▸ **Extract**:
※
A “Frail Little Woman” Who Tamed a Town, part 2

Miss Fern Hobbs, 1918

Miss Fern Hobbs, 1918

Who was Fern Hobbs?

As we found out last week, she was Governor Oswald Hobbs’ personal secretary. Her position was unusual enough that an article appeared in The Indianapolis News when she was promoted from chief clerk to private secretary in March 1913. The brief article mentions she was the “first woman to occupy such a position in Oregon,” and her salary would be $3,000 a year.

She was born Data Fern Hobbs on 8 May 1883 in Bloomington, Nebraska, the daughter of John Alden and Cora Bush Hobbs, the second of seven children. He was a “wool grower” according to the Nebraska state census in 1885, and a dairyman by 1900, when the family lived in Salt Lake City, Utah.

In about 1903, Fern moved to Portland, Oregon, with her two younger brothers Earl and Theodate. She helped her two sisters receive an education, while studying stenography and shorthand. Fern continued her studies while working with an attorney, and an article in The Daily Free Press mentions she “finally took up law” and was “admitted to the bar.” A 1914 article in the Lincoln Evening Journal said she had a diploma from the law department of Williamette university.

After her promotion in March, she was sent on an important mission to Washington, D.C. on Governor West’s behalf in connection with some state lands matters. Once again, news of her trip appeared in The Washington Post, where she was called the “first woman to represent a state in the Capital”; The Commoner (Lincoln, Nebraska), where it was remarked that “usually a high-priced attorney receives such an assignment, and it is considered altogether unusual for a woman to be trusted with work of this nature”; and The Atlanta Constitution. Fern visited Atlanta on her way back from the Capitol, and the newspaper commented that “besides possessing a charming personality, Miss Hobbs is really good looking—much to the su[r]prise of several reporters who interview her, who had expected to greet some austere looking person—one of those women with a ‘purpose.’” The writer of the article mentioned that Fern “seemed to enjoy the heckling and innumerable questions,” adding that she said “they were not half so bad as posing for the ‘movies’ last week in Washington.”

Fern’s notoriety in shutting down the saloons of the town of Copperfield, Oregon, continued throughout 1914, with many voices calling for her election as governor of the state at the retirement of Oswald West in 1915. She declined these offers, and was appointed in January 1915 by Governor West to the state industrial accident commission, a post with a salary of $3,600 per year, considered “one of the best appointive offices in the state.” She was the only woman member of the commission.
※
▸ **What is being asked**:
According to the Fern Hobbs article, what yearly salary came with her January 1915 appointment to the state industrial accident commission?
※
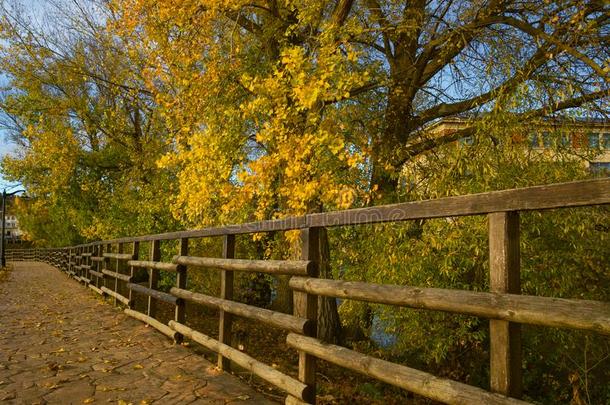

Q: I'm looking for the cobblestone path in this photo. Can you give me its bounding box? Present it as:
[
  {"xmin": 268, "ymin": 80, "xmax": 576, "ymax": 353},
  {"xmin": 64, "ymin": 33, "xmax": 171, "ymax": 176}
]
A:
[{"xmin": 0, "ymin": 262, "xmax": 275, "ymax": 405}]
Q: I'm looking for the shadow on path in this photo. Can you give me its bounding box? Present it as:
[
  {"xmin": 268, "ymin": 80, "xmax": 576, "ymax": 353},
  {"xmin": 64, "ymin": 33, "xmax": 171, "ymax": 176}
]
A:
[{"xmin": 0, "ymin": 262, "xmax": 275, "ymax": 405}]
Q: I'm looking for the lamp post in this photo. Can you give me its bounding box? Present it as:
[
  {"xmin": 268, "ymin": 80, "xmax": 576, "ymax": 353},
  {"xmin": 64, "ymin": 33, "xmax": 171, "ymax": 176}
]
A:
[{"xmin": 0, "ymin": 189, "xmax": 25, "ymax": 267}]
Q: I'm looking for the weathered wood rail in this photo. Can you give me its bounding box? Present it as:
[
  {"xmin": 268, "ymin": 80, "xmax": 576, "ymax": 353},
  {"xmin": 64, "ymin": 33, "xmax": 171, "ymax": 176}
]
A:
[{"xmin": 7, "ymin": 178, "xmax": 610, "ymax": 404}]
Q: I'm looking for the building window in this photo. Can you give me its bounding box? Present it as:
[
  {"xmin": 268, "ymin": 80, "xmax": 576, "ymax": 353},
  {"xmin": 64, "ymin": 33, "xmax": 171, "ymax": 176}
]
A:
[
  {"xmin": 590, "ymin": 162, "xmax": 610, "ymax": 174},
  {"xmin": 542, "ymin": 132, "xmax": 553, "ymax": 148},
  {"xmin": 460, "ymin": 136, "xmax": 474, "ymax": 146},
  {"xmin": 587, "ymin": 132, "xmax": 599, "ymax": 149},
  {"xmin": 602, "ymin": 132, "xmax": 610, "ymax": 150}
]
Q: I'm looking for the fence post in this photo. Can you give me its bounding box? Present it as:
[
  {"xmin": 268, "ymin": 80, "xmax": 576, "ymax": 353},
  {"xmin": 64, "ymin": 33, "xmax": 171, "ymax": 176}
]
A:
※
▸ **Expected output**:
$3,600 per year.